EXERCISE DETAILS:
Every line of the data below needs to be reproduced exactly.

(Beginning of WORKING DATA)

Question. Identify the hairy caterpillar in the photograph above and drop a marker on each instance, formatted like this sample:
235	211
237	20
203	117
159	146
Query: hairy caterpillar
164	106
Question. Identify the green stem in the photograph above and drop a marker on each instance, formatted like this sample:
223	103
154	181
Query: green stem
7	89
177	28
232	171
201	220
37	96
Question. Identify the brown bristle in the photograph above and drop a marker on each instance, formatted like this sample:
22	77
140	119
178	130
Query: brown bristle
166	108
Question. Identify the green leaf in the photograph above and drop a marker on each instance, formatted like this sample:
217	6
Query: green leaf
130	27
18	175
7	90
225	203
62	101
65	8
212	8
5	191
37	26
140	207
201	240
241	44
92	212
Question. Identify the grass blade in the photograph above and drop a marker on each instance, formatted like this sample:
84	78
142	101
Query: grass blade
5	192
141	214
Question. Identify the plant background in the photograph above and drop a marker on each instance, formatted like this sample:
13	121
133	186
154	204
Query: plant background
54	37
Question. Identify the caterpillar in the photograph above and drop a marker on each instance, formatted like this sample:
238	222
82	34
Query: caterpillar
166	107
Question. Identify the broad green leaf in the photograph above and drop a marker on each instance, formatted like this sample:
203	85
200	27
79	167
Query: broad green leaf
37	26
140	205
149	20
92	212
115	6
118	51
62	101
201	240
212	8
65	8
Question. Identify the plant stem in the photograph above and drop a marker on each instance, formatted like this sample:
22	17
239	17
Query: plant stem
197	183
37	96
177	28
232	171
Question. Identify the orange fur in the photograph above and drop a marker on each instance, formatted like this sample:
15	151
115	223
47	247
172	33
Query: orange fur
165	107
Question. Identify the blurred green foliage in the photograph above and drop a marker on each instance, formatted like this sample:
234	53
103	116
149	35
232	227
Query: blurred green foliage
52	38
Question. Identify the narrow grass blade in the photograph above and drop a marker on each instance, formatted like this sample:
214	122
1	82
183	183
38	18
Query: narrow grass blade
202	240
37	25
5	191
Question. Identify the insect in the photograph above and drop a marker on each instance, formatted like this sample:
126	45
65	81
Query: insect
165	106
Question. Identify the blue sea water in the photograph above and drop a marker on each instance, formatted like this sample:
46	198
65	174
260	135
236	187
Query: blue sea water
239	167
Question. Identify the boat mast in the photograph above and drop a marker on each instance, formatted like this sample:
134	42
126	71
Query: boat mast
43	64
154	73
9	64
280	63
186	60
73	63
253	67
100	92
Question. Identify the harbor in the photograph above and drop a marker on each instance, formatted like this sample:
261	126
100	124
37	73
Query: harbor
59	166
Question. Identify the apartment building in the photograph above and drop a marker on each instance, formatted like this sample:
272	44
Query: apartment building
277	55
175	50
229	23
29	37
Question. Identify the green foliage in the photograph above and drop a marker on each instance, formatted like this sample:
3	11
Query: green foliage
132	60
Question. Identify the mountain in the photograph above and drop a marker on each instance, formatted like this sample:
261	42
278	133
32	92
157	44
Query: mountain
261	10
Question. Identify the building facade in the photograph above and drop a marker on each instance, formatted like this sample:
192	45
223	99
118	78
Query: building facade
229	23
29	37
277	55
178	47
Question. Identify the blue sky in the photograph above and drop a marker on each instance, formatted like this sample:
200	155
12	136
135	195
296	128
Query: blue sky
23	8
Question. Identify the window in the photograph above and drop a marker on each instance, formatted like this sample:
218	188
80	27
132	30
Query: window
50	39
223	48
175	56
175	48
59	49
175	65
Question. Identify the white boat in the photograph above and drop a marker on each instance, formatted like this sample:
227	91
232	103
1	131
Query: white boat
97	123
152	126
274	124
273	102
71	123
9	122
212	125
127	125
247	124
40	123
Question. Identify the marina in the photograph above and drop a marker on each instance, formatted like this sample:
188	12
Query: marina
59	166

(End of WORKING DATA)

YOUR RESPONSE:
Question. Identify the hairy caterpillar in the photograph above and drop a marker on each instance, formatted like this sample:
235	211
237	20
203	117
159	146
Query: hairy caterpillar
164	106
Question. Identify the green stem in the photograph above and drop a marker on each instance, formatted like this sample:
223	103
154	181
Query: green stem
7	89
177	28
232	171
201	220
37	96
Question. Identify the brown bristle in the photograph above and drop a marker on each instance, formatted like this sample:
22	77
140	119
178	130
Query: brown bristle
166	108
Question. Identify the green leaf in the photograph above and drop a marker on each instance, formatted like this sample:
217	6
Query: green leaf
130	27
18	175
7	90
225	203
62	101
65	8
212	8
5	191
37	26
140	207
201	240
241	44
92	212
Question. Identify the grass blade in the photograph above and drop a marker on each instance, formatted like this sample:
84	78
142	101
Query: grass blade
5	192
141	214
Question. Identify the plant background in the photograph above and drop a marker on each instance, formatted like this sample:
13	121
133	186
154	204
Query: plant background
54	37
Question. Identify the caterpillar in the photograph above and drop a marker on each instance, formatted like this sample:
238	222
82	34
Query: caterpillar
166	107
Question. Identify the broad green leaf in the photograph above and drop a marker on each instance, formatted like this sample:
203	85
200	27
79	167
Query: broad green leaf
37	26
140	205
149	20
92	212
115	6
118	51
62	101
201	240
212	8
65	8
Question. Identify the plant stem in the photograph above and drop a marker on each instance, formatted like this sample:
22	17
239	17
Query: plant stem
197	183
37	96
177	28
232	171
Question. Identify the orange fur in the photograph above and drop a marker on each instance, formatted like this sample:
15	151
115	223
47	247
172	33
Query: orange fur
165	107
Question. Identify the blurred green foliage in the photograph above and drop a marker on each instance, formatted like this sample:
234	53
103	116
149	35
232	227
Query: blurred green foliage
52	38
Question. Identify the narrow grass blade in the photograph above and drop a marker on each instance, formatted like this sample:
214	122
1	82
183	183
38	18
Query: narrow grass blade
202	240
37	25
5	191
Question. Identify the insect in the photograph above and drop a marker on each instance, formatted like this sample:
126	45
65	81
Query: insect
165	106
Question. Identify the blue sea water in the photograph above and drop a marker on each instance, formatted like this sample:
46	198
65	174
260	135
236	187
Query: blue sea water
239	167
Question. Identify the boat mast in the photograph above and drop a marker on each instance, formatted like this sample:
134	42
126	71
Query: boat mast
43	64
154	73
9	64
280	63
186	60
73	63
253	67
100	92
Question. Identify the harbor in the photograph above and drop a marker on each instance, formatted like this sample:
261	126
100	124
37	73
Query: harbor
59	166
Question. Identify the apartment building in the photograph above and drop a marker on each instance, formatted like this sample:
272	44
Query: apartment building
277	55
175	50
229	23
29	37
Question. Identify the green foliage in the photograph above and drop a marker on each instance, formatted like this sample:
3	11
Query: green foliage
132	60
Question. Identify the mountain in the photograph above and drop a marker on each instance, formatted like this sample:
261	42
278	133
32	92
157	44
Query: mountain
261	10
Question. Identify the building facade in the photograph above and drop a marker on each instance, formatted like this sample:
192	45
223	99
118	78
Query: building facade
229	23
29	37
277	55
178	47
Question. Identify the blue sky in the photograph above and drop a marker on each instance, formatted like this sample:
200	155
12	136
135	195
296	128
Query: blue sky
23	8
Question. Identify the window in the photograph above and drop a marker on each instance, formatted like this sample:
218	188
80	27
132	30
Query: window
50	39
223	48
175	56
175	48
59	49
175	65
Question. Identify the white boat in the photograph above and drop a marker on each instance, formatted like this sample:
227	91
232	103
1	131
Query: white boat
97	123
152	126
274	124
273	102
71	123
9	122
212	125
127	125
247	124
40	123
Question. Identify the marina in the photograph above and drop a marker on each instance, formatted like this sample:
188	12
Query: marina
59	166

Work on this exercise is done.